- **Exercise prompt**: Return the listing below in full, with every line exactly as it is.

******************************

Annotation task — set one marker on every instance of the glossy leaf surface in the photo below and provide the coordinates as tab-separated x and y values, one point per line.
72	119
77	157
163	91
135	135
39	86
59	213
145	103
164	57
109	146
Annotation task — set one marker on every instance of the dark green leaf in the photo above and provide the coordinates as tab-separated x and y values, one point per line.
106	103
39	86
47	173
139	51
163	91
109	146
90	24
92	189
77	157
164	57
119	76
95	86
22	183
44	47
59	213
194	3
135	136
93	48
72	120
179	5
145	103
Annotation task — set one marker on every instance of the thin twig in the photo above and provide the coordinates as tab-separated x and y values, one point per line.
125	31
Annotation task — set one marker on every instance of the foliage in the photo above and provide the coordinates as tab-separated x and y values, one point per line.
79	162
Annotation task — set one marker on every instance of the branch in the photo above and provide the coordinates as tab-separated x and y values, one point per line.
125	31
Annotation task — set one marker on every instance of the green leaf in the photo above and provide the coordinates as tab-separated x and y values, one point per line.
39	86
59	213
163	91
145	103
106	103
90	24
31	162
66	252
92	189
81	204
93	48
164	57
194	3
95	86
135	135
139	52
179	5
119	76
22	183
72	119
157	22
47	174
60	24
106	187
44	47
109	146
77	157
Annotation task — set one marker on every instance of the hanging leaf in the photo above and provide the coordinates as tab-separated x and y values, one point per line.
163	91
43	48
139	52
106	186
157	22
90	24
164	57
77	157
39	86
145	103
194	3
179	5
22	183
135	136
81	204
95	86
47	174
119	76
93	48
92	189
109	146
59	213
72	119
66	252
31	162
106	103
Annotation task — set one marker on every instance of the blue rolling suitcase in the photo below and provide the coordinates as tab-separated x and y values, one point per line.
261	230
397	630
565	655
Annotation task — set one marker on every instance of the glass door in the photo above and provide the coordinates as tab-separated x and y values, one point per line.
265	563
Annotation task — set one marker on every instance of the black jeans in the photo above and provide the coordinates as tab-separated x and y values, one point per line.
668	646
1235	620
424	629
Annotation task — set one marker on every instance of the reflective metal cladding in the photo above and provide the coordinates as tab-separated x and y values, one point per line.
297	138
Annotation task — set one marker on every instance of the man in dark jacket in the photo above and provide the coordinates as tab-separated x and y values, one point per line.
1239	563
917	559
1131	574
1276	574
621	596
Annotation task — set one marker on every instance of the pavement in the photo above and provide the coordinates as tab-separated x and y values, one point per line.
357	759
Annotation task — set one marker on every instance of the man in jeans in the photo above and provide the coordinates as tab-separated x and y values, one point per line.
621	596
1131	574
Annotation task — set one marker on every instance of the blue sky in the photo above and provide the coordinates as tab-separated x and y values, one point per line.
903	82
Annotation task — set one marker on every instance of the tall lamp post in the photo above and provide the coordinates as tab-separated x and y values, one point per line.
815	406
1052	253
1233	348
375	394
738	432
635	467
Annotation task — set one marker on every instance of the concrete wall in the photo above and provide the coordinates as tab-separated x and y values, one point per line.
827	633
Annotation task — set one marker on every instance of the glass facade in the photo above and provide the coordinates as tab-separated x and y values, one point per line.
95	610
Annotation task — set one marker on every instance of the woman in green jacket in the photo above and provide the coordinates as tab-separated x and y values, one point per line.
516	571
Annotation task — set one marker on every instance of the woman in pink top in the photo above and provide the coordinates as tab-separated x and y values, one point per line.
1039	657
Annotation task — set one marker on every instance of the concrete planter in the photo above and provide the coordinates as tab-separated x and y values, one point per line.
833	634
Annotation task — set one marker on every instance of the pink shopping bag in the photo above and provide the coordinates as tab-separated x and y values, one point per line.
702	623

******************************

- **Expected output**:
Annotation task — set one marker on every instance of the glossy leaf surface in the photo below and provide the coordinates as tab-separated x and y values, one point per line.
72	119
77	157
163	91
135	135
39	86
59	213
145	103
164	57
109	146
Annotation task — set one marker on every instance of the dark green leaf in the photo above and provide the coordinates as tab-separated x and y values, one point per line.
106	103
39	86
47	173
139	51
163	91
109	146
90	24
92	189
77	157
164	57
119	76
95	86
22	183
44	47
59	213
194	3
135	136
93	48
72	120
179	5
145	103
Annotation task — set one marker on every instance of the thin twig in the photo above and provide the coordinates as tab-separated x and y values, one point per line.
125	31
Annotation task — set one marker on every instance of the foliage in the photo above and provide the coordinates as tab-separated x and y values, one point per line.
79	162
Annotation task — set one marker on every instance of the branch in the photo above and provide the coordinates as tab-separated x and y values, one point per line.
125	31
Annotation task — set one marker on every instance of the green leaf in the photo above and provide the coordinates as tab-separated x and y values, one point per line.
39	86
59	213
163	91
145	103
106	103
90	24
31	162
66	252
92	189
81	204
93	48
164	57
194	3
95	86
135	135
139	52
179	5
119	76
22	183
72	119
157	22
47	174
60	24
106	187
44	47
109	146
77	157
Annotation task — set one marker on every instance of the hanging leaf in the photo above and provide the coordinates as tab-separated x and y values, one point per line.
163	91
43	48
139	52
106	186
157	22
90	24
164	57
77	157
39	86
145	103
194	3
179	5
22	183
135	136
81	204
95	86
47	174
119	76
93	48
92	189
109	146
59	213
72	119
66	252
31	162
106	103
Annotation task — set one marker on every instance of the blue rolling suitcase in the photo below and provide the coordinates as tab-separated x and y values, one point per line.
261	230
397	630
565	655
Annotation task — set one marker on every instance of the glass door in the photo above and provide the coordinates as tab-separated x and y values, one point per line.
265	563
Annotation task — set one marker on every instance of the black jeans in the photo above and provide the coordinates as tab-separated x and y values, one point per line.
668	646
1235	620
424	629
Annotation task — set one marker on every instance of the reflective metal cladding in the photo above and provide the coordinates as tab-separated x and y values, one point per line.
297	138
Annotation task — set one marker on every instance of the man in dark jacket in the photo above and provide the coordinates as tab-separated x and y values, one point per line.
1239	563
917	559
1131	574
1276	574
621	596
Annotation task — set one marker on every instance of the pavement in the photo above and provide the coordinates as tab-separated x and y values, one point per line.
357	759
Annotation task — set one marker on every instance of the man in jeans in the photo above and provide the coordinates as tab-separated x and y values, one point per line.
621	596
1131	574
Annotation task — set one marker on every instance of the blue sky in the photo above and provide the coordinates as tab-separated x and y values, one point per line.
903	82
Annotation task — set one marker on every instance of the tall lamp post in the photo above and provide the coordinates as tab-separated x and y values, one point per line.
815	406
1052	253
1233	348
375	394
738	432
635	467
Annotation task — set one marker on every instance of the concrete wall in the photo above and provide the coordinates as tab-separated x and y values, one point per line.
827	633
Annotation task — set one marker on every instance of the glass facade in the photo above and provide the coordinates as tab-separated x and y values, one point per line.
95	610
Annotation task — set one marker on every instance of the woman in green jacket in the photo above and provide the coordinates as tab-separated x and y values, one point per line.
516	571
Annotation task — set one marker on every instance of the woman in pink top in the photo above and provide the coordinates as tab-separated x and y values, one point per line.
1039	657
Annotation task — set one marker on every instance of the concrete planter in the photo above and provide the coordinates as tab-separated x and y values, one point per line.
833	634
Annotation task — set one marker on every instance of the pink shopping bag in the photo above and provide the coordinates as tab-separated x and y values, one point per line.
702	623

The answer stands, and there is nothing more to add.